→ Written request: Each line of the material must be returned exactly.

★ ★ ★ ★ ★

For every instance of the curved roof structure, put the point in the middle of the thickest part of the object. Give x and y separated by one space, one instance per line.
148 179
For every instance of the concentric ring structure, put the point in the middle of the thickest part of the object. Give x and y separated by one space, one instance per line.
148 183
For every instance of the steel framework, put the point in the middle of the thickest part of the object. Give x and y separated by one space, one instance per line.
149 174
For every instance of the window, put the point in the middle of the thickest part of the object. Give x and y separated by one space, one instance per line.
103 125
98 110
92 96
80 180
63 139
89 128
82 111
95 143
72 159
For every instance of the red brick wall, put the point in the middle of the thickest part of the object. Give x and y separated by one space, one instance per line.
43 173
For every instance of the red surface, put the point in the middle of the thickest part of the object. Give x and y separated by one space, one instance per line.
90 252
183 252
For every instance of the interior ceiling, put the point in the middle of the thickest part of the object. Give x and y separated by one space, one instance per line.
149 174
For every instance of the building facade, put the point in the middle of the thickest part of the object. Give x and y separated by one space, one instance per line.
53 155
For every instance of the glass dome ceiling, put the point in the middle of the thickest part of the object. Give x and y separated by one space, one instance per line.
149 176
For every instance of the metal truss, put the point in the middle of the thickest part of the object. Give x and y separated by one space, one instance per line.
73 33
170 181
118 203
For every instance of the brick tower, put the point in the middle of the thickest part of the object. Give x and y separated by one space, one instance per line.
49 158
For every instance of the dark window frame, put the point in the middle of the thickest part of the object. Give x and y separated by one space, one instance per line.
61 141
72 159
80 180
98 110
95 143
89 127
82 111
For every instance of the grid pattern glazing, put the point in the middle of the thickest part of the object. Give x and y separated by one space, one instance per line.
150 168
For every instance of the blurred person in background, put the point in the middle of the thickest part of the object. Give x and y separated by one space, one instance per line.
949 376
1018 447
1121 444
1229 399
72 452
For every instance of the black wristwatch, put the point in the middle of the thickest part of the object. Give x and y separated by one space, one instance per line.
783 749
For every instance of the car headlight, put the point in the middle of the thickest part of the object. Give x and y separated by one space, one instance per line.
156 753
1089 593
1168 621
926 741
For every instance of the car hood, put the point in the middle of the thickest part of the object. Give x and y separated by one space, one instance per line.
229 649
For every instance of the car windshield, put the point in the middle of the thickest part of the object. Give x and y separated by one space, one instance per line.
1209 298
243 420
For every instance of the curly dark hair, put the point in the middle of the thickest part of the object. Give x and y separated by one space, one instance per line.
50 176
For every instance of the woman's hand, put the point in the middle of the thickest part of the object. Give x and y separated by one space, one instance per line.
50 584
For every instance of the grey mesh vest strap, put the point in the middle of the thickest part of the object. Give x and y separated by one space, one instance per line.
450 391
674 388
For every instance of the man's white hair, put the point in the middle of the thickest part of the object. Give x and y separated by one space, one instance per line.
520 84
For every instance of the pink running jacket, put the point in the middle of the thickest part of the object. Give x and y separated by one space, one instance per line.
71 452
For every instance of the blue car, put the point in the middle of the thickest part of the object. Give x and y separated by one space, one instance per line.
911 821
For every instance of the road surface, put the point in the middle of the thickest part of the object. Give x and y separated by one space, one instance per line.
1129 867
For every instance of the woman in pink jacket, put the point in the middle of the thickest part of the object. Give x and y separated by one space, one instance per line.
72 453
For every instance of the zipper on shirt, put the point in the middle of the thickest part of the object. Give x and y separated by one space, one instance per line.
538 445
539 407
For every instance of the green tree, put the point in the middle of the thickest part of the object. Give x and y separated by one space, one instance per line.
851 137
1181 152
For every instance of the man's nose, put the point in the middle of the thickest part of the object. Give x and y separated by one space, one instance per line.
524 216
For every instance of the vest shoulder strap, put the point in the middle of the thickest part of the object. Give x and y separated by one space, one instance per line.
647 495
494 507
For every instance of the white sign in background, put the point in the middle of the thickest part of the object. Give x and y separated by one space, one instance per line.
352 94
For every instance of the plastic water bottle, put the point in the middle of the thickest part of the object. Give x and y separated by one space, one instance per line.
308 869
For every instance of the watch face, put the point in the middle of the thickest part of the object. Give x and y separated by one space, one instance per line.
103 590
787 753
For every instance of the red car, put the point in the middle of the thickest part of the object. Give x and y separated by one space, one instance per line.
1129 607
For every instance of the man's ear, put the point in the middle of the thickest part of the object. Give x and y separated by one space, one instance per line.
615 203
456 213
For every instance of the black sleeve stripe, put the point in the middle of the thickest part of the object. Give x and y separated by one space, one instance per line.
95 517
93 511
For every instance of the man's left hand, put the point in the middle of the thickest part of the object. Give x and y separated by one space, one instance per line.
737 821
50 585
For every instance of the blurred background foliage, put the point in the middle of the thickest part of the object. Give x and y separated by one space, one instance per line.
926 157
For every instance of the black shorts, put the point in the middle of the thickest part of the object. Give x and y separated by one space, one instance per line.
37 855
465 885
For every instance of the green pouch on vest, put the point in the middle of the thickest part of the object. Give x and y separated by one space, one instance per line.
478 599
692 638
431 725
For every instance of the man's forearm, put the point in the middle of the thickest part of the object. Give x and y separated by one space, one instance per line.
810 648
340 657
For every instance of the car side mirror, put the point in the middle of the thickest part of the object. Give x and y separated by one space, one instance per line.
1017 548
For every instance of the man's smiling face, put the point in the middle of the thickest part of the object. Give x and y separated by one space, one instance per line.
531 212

★ ★ ★ ★ ★

→ Response to the exercise:
For every instance of the curved roof structure, put the point in the middle of the thickest part of the object. Give x and y separated by one space, one instance per line.
148 179
For every instance of the concentric ring structure, put the point in the middle of the thickest part of the object. Give x and y separated by one space, one instance per line.
148 183
For every instance of the steel framework, put the point in the middle of the thickest part of the object. Give x and y separated by one space, one instance per line.
149 174
For every instance of the window, put the point in the middle of the thickest part of the object. Give x and y separated by one space, one instance per line.
103 125
98 110
92 96
80 180
63 139
89 128
82 111
95 143
72 159
For every instance of the red brick wall, put the point in the middle of the thickest part of the object. Give x and y separated by one space, one instance per line.
43 173
For every instance of the red surface, put the point in the middle of the thickest part of the object. Give x and y separated by one space, one instance per line.
90 252
183 252
For every instance of the interior ceiling, put the point in the middle of the thickest part of the object. Give x and y separated by one space, one instance per line.
149 174
For every instance of the building facade, put the point in the middle of the thickest part of the object. Give x and y separated by one space, one instance per line.
53 155
For every instance of the glass dome ceiling, put the point in the middle of the thickest part of the object. Give x and y separated by one space, one instance per line.
149 176
For every instance of the metal truss, put the point in the middle of the thickest part of the object. Give x and y separated by one space, one instance per line.
73 33
170 181
118 203
For every instance of the brick tower, put the point in the middle of the thickest part of the object. Give x and y separated by one space, one instance per line.
49 158
For every instance of the dark window frame, put the point in the middle of the thickest part of the object. Give x and y separated by one space, one instance per line.
61 141
72 159
80 180
98 110
95 143
89 127
82 111
For every instance of the grid pattern glazing, put the point in the middle of the thickest part of the object. Give x and y separated by one space, one instance per line.
150 168
For every instance of the blurred person in background, put the point in the middle of the thickest part of the object. Give x and y separated by one space, one instance per line.
949 376
1018 447
1121 444
1229 399
72 452
For every instance of the black wristwatch, put the point in the middle of the thickest part of the object. Give x and y separated by one space, one instance per line.
783 749
For every instance of the car headlight, put the point in the middle of the thickest part of the object. Give x and y separated by one space, one instance per line.
156 753
1089 593
1168 621
926 741
For every instance of the car hood, put the point in the middle of the thickest part of the object. Give x and y separated by one space, one instance per line.
229 649
For every instance of the car windshield, put the point in the middle of the thickest part of the object. Give x and y separated by one space, one instance per line.
1209 298
243 420
For every instance of the curly dark hair, put the point in the middle of the thickest part of the object. Give x and y separated by one space, one instance per line.
50 176
For every instance of the woman's hand, put the point in the middle of the thickest part of the object. Give x and y separated by one space, one instance per line.
50 584
For every instance of the grey mesh vest strap, put the point in the middle of the thickest part of the object. Give x and y separated by one space, one instance per line.
450 391
674 388
For every instance of the man's white hair, put the point in the middle of the thickest part of the object. Give x and y separated by one space, one instance per line.
520 84
For every instance of the pink running jacket, put the point in the middle of the thickest part of the object. Give x and y separated by one space, one instance per line.
71 452
For every instance of the blue car, put the point in the middle of the thickest part of the object. Give x and y separated by one space, one instance per line.
911 821
For every instance of the road surface, put the point in the middle of the thickest part of the object. Give x and y separated by one space, one instance per line.
1129 867
For every instance of the woman in pink jacket, put the point in the middle of the thickest part of the object. Give x and y separated by one space, one instance per line.
72 453
For every instance of the zipper on shirt, put the point in the middle of the thickest part of the object. Give x and y separated by one space, one instance per line.
538 445
539 407
For every instance of the green tree, put the point in the middle of the thickest part of the object. Give x and y separated by one space, one instance per line.
851 137
1181 152
For every instance of the man's nose, put the point in the middle of the thickest part of the object. Give x and y separated by one space, one instance per line.
524 216
For every instance of the vest shoulder strap, put the point in the middle of the thickest part of the object. Give x and y separated by one space, one instance per line.
647 495
494 507
For every instance of the white sign in background, put the point in the middle of the thickest part of the object. Give x and y separated by one space, one instance per line.
352 94
For every instance of the plastic water bottle, put the point in the middle of the thickest part of the object. Give x and y separated by one space, one instance per line.
308 869
For every instance of the watch face, put the point in the middle of the thickest part of the object. Give x and y separated by one space, one instance per line.
103 590
787 753
For every instance of the red car, put the point in the middle of the thickest part of the object. Give x and y separated by one space, one instance per line.
1129 607
For every instance of the man's ear, put the point in the middle of the thickest part of the object. Give x and y separated by one space, one instance per line.
615 203
456 213
For every instance of the black sleeve stripe, put the point in the middle of the thickest part of the object. Give x and y separated by one space, one instance per line.
95 517
93 511
For every instance of the man's left hand, put the point in the middle of the thickest part of the object. Give x and y separated by one space, one instance per line.
737 821
50 585
For every instance of the blurred background foliage, put the point in the middle of the thickest part of the object. Give x and y separated by one space, one instance per line.
926 157
For every instance of the black shorts, put the point in the middle of the thickest part of the object. Give x and y separated by one space, one instance per line.
37 855
465 885
For every instance of the green pouch on vest, put the point in the middle of the thickest part of the object. Give x and y separated by one space, one instance per line.
478 599
692 638
431 725
For every instance of the man's forearm, put the point in the middle of the thickest part of the object. Give x and y separated by one space, one instance per line.
810 648
340 657
For every instance of the car side mirror, put the point in the middle of the thickest part of the object. Give x and y separated by one space, one instance per line.
1017 548
For every instance of the man's smiling face, put the point in the middle of the thickest part of the object. Give x and y separated by one space, one instance per line.
531 212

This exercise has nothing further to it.